[begin Given passage]

As a small child I was very aware of my family’s status in our small Idaho town. And yet, walking back home from school one day as a first-grader with my friend Freddy, that awareness was eclipsed by another larger one.

Freddy and I were privileged children of doctors, and our families’ natural allies. That day we were walking on the left-hand side of Addison Avenue, and I noticed Lorenzo Ortega walking parallel to us, on the right-hand side. Lorenzo was one of the poor kids, Mexican “wetbacks,” we called them. He sat in the back of Sister Bernita’s classroom, and his family sat in the back pew in church on Sundays. Lorenzo was a troublemaker; Freddy and I were teacher’s pets.

That brilliant Autumn afternoon I was struck with a sudden unexpected insight: I am the same as Lorenzo. There is no inherent difference between us. Simply, I was lucky, and he was not, in having a doctor for a daddy.

I didn’t say anything to Freddy about this, or to anyone about the other moments of sudden riveting clarity that came to me periodically during childhood. What was there to say? How could I explain, and why would they care? I cared, deeply. But I didn’t know why.

Another time I was walking to my friend Edwina’s house to play dolls early one fresh summer morning. Suddenly again, I was thunderstruck by — what to call it? — this time I did not so much receive an insight as enter another dimension altogether, parallel to the usual one, but not reducible to it. I was enveloped in an atmosphere of utter and timeless clarity, a knowledge that the world was one, and that I was here, present, eternally NOW. Again, there were no words, and though some say that only experiences which can be put into words are remembered, this experience, utterly other, was filed away as a lodestone, or crystal, the memory of its light dimly refracting everything in a new way.

I would say now that during these fleeting moments I was being signaled — no,flashed— by soul. The boundaries between this world and that one were, in those rare and seemingly random moments, permeable. Something flashed in to this world from the other one, leaving me stunned.

Meanwhile, life went on. Like other young females in the late ‘50s, I got caught up in Jantzen sweaters and training bras. I was embraced by the agony of first love. I did well in school, memorizing texts. Receiving my B.A. Magna Cum Laude two weeks after delivering my first child, I was already thinking about graduate school, and fighting with my husband.

Then, when I was 26 years old, I had an experience, one that plummeted me into that other realm altogether, so compellingly that three months later I gave up the life I was living to start down a different path.

[end Given passage]
[begin Records shown]

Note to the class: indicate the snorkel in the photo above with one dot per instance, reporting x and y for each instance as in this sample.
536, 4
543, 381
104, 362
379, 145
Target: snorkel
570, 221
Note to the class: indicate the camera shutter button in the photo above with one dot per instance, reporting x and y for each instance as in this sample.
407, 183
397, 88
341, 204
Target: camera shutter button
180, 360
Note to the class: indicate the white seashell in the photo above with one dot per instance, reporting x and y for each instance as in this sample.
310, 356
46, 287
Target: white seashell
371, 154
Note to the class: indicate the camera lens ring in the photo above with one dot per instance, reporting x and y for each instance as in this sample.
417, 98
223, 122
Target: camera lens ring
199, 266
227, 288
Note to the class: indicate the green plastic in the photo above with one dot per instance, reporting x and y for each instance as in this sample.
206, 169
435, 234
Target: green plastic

[end Records shown]

Set problem 1:
From the childhood memoir passage, copy the text starting with "That brilliant Autumn" and going on through "for a daddy.".
Set problem 2:
Using the childhood memoir passage, decide whether each statement agrees with it, and answer yes or no with the deciding words quoted: (a) Freddy was a child of doctors. (b) The narrator told Freddy about the sudden insight concerning Lorenzo. (c) The narrator received a B.A. before the first child was born.
Set problem 3:
According to the childhood memoir passage, how old was the narrator at the time of the experience that led to a different path?

Complete output 1:
That brilliant Autumn afternoon I was struck with a sudden unexpected insight: I am the same as Lorenzo. There is no inherent difference between us. Simply, I was lucky, and he was not, in having a doctor for a daddy.

Complete output 2:
(a) Yes: "Freddy and I were privileged children of doctors"
(b) No: "I didn’t say anything to Freddy about this"
(c) No: "Receiving my B.A. Magna Cum Laude two weeks after delivering my first child"

Complete output 3:
26 years old.